任务说明 1
根据文本段回答以下问题：
(a) onnxruntime-gpu 的 FPS 是多少？
(b) 下载 StanfordExtra 数据集时，主要下载哪两个文件？
(c) yolov5 要求的标注文件是什么格式？StanfordExtra 数据集的标注文件又是什么格式？
任务说明 2
用两句话概括文本段。

文本段
3)onnxruntime 和 onnxruntime-gpu耗时比较

Note:上面的推理代码不仅适合于yolov5s.onnx,还适合于yolov5n.onnxyolov5m.onnx。这里以yolov5n.onnx为例(最小yolov5模型),比较onnxruntime的耗时估计。

#onnruntime  FPS = 15
CPU
img resuming:  0.008979320526123047
onnx resuming:  0.061834096908569336
0.06283116340637207

#onnxruntime-gpu  FPS = 30
GPU
img resuming:  0.004993915557861328
onnx resuming:  0.03390932083129883
0.03390932083129883

四、模型训练

参考

  • 目标检测—教你利用yolov5训练自己的目标检测模型-爱代码爱编程
  • 教程:超详细从零开始yolov5模型训练
  • YOLOv5训练自己的数据集

1、下载数据集

假设手头上我有StanfordExtra - 120个狗的种类数据集,数据集地址如下:http://vision.stanford.edu/aditya86/ImageNetDogs/(没多大,主要下载Images和Annotation两个文件)

下载后的Images 和 Annotation两个文件夹目录结构如下,每个文件夹下为各个种类狗的图像。

├─ Images or Annotation
    ├─n02085620-Chihuahua
    ├─n02085782-Japanese_spaniel
    ├─n02085936-Maltese_dog
    ├─n02086079-Pekinese
    ├─n02086240-Shih-Tzu
    ...
    ├─n02113186-Cardigan
    ├─n02113624-toy_poodle
    ├─n02113712-miniature_poodle
    ├─n02113799-standard_poodle
    ├─n02113978-Mexican_hairless
    ├─n02115641-dingo
    ├─n02115913-dhole
    └─n02116738-African_hunting_dog

2、封装成yolov5模型要求的数据集

yolov5模型在训练时,要求数据集目录结构如下:

datasets
    ├─images
    │  ├─test
    │  ├─train
    │  └─val
    ├─labels
    │  ├─test
    │  ├─train
    │  └─val

其中images,labels均按train,val,test数据集进行划分,其中images中的图片和labels中的标注文件在对应文件夹中是一致的

而且要求标注文件是txt(yoloV5)格式,而上面的StanfordExtra 数据集的标注文件是xml的,需要完成一定的转换。

数据列表

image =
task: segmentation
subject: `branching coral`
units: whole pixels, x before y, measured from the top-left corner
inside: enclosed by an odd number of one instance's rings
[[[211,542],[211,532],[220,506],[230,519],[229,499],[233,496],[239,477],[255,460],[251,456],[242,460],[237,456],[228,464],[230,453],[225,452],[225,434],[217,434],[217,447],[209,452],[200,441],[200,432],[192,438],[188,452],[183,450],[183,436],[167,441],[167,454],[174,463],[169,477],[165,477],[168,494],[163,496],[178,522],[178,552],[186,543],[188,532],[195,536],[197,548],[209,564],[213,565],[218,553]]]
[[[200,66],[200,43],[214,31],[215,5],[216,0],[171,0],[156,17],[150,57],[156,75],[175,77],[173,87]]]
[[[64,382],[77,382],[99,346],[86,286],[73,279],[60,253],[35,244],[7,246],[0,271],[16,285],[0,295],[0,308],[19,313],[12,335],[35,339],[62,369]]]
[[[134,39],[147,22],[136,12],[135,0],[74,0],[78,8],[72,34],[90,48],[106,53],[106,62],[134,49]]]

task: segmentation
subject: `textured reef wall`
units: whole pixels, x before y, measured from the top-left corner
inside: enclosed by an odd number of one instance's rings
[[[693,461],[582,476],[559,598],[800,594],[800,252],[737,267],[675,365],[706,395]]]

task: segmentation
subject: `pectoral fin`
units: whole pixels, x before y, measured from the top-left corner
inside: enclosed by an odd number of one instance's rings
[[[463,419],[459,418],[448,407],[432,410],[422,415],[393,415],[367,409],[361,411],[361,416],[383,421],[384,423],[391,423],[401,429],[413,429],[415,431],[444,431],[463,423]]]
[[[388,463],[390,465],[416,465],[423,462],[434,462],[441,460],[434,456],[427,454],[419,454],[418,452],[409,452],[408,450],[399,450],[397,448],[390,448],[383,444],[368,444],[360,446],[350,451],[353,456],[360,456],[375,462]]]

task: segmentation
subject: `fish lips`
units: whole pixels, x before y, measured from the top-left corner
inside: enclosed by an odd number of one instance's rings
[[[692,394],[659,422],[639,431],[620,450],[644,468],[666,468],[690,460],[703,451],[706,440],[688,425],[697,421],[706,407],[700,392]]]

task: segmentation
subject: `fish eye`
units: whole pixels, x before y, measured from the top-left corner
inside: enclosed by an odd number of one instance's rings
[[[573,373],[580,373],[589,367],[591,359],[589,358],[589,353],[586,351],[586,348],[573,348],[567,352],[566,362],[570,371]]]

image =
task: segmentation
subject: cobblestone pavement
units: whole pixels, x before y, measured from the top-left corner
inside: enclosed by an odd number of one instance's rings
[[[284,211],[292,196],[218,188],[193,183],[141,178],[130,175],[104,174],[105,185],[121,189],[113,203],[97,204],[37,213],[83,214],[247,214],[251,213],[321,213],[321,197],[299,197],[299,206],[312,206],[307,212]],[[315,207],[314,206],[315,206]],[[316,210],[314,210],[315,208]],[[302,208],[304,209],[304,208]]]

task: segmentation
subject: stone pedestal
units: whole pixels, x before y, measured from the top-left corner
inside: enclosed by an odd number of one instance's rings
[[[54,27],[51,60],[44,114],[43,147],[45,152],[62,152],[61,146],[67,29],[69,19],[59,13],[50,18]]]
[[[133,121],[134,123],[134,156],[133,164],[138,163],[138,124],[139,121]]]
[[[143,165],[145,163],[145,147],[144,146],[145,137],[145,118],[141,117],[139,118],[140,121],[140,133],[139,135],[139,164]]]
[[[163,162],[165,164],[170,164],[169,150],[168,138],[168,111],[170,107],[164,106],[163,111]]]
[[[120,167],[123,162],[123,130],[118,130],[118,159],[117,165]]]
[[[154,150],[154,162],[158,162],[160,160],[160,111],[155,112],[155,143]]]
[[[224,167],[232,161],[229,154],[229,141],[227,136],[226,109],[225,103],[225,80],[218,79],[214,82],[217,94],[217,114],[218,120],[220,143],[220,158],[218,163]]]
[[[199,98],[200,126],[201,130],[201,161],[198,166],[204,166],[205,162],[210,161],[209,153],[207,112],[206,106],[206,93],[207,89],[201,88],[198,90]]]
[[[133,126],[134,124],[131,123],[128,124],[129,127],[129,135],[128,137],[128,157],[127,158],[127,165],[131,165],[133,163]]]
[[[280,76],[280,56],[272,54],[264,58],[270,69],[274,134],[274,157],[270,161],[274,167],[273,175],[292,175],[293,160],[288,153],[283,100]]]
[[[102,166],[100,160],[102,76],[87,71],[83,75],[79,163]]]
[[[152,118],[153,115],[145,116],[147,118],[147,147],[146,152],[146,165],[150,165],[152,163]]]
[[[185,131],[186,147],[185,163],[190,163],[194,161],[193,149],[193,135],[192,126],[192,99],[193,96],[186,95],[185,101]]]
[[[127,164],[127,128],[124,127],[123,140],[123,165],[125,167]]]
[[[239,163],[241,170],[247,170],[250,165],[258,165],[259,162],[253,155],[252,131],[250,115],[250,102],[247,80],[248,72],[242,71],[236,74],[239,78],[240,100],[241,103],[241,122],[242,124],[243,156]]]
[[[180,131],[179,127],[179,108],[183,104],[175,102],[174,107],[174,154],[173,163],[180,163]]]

参考解答 1
(a) FPS 为 30。
(b) 主要下载 Images 和 Annotation 两个文件。
(c) yolov5 要求 txt 格式，StanfordExtra 数据集的标注文件是 xml 格式。

参考解答 2
文本段以 yolov5n.onnx 为例比较了推理耗时，onnxruntime 在 CPU 上的 FPS 为 15，onnxruntime-gpu 在 GPU 上的 FPS 为 30。随后介绍了模型训练的准备工作：先下载 StanfordExtra 的 120 种狗数据集的 Images 和 Annotation 文件，再按 yolov5 要求的 images、labels 目录结构划分 train、val、test，并把 xml 标注转换为 txt 格式。